** DATA SHOWN follows **

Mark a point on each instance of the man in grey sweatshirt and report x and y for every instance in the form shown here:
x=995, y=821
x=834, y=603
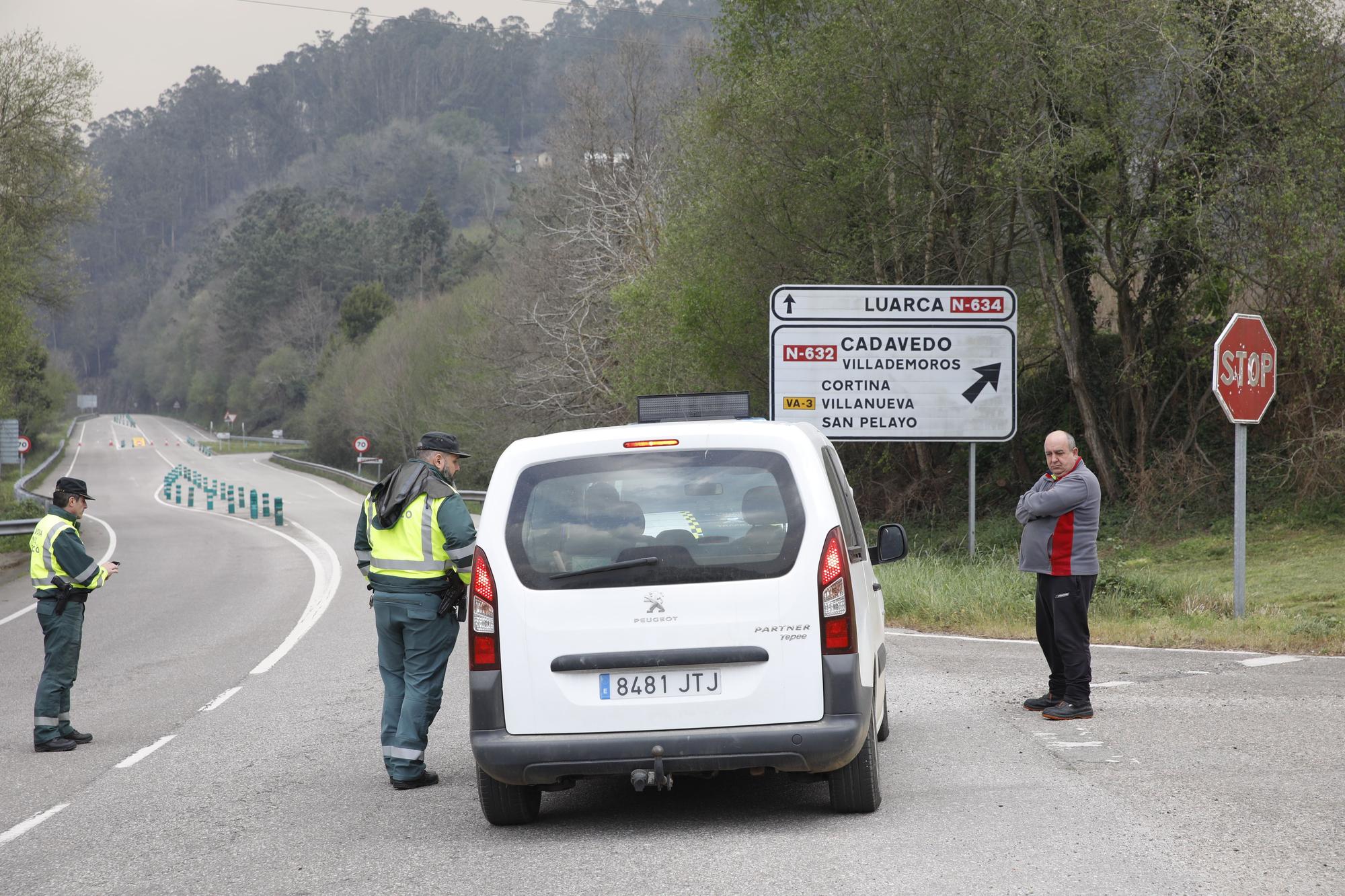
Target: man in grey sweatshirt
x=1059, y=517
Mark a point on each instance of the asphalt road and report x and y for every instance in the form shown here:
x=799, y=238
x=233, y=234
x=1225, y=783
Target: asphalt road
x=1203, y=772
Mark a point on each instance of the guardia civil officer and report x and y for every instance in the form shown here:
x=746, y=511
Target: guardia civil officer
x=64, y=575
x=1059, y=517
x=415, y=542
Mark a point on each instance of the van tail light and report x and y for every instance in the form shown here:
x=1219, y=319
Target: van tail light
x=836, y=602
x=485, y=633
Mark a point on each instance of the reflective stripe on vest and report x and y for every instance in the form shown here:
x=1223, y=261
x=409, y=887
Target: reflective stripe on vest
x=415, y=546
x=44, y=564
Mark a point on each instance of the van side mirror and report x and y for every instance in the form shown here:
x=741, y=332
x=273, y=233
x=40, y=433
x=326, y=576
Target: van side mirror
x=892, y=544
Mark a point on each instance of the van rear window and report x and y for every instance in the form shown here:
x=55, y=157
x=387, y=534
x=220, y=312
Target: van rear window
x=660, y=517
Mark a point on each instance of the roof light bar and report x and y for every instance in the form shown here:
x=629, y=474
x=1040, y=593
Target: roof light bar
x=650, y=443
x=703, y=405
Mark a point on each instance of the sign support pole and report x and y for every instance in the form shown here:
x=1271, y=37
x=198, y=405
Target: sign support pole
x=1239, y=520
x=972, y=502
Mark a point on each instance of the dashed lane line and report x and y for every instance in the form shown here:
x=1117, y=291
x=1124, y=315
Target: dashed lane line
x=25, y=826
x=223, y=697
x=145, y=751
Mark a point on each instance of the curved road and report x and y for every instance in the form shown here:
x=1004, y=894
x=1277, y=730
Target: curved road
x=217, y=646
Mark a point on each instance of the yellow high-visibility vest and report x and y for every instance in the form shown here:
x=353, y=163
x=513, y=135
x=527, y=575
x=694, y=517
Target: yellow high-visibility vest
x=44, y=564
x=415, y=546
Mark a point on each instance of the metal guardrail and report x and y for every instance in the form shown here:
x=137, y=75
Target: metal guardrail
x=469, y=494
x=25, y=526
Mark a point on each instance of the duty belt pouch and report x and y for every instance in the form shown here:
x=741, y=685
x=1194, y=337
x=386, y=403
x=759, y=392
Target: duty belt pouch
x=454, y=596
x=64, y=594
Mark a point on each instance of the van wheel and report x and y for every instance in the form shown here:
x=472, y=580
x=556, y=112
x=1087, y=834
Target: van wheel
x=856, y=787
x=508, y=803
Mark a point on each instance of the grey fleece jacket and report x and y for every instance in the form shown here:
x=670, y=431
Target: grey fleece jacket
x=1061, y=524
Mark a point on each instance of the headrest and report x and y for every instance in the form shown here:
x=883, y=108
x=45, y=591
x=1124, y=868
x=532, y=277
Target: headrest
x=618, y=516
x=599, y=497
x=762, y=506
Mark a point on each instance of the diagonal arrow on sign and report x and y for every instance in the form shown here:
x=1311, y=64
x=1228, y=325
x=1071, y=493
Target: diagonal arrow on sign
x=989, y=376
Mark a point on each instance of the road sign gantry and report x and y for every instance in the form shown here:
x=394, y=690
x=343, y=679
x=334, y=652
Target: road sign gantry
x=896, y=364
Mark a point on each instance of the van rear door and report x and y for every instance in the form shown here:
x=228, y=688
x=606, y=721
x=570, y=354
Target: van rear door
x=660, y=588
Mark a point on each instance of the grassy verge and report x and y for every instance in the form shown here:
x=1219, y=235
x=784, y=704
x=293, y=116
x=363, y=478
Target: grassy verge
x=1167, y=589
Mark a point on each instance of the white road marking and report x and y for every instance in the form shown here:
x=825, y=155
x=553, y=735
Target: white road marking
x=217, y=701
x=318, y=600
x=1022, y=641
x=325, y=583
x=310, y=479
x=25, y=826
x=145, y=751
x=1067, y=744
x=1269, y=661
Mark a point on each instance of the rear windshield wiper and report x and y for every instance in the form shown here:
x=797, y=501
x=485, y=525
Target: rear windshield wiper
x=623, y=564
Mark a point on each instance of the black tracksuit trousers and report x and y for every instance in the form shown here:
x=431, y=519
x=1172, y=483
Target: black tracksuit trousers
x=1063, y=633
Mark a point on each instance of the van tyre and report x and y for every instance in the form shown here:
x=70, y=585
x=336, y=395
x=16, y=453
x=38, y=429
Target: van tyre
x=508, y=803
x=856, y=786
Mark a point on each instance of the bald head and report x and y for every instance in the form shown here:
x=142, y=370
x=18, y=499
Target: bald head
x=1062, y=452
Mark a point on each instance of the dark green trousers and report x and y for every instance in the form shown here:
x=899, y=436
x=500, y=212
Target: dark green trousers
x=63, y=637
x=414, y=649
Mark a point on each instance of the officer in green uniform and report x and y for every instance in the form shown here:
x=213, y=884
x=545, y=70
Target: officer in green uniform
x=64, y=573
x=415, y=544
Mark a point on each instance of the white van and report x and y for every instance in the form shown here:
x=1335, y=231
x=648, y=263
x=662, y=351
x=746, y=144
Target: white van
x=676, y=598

** End of DATA SHOWN **

WORK TO COMPLETE: Write down exactly the span of lines above from the one containing "Mark a point on each instance of the van rear door" to the one containing "x=363, y=478", both ends included.

TASK SOLUTION:
Mark a point on each instance of the van rear door and report x and y for every instance in the form shown here:
x=228, y=688
x=606, y=721
x=570, y=354
Target: van rear door
x=660, y=588
Mark a point on each instance of the grassy verge and report x and y for every instance in the form shown here:
x=1219, y=235
x=784, y=704
x=293, y=116
x=363, y=478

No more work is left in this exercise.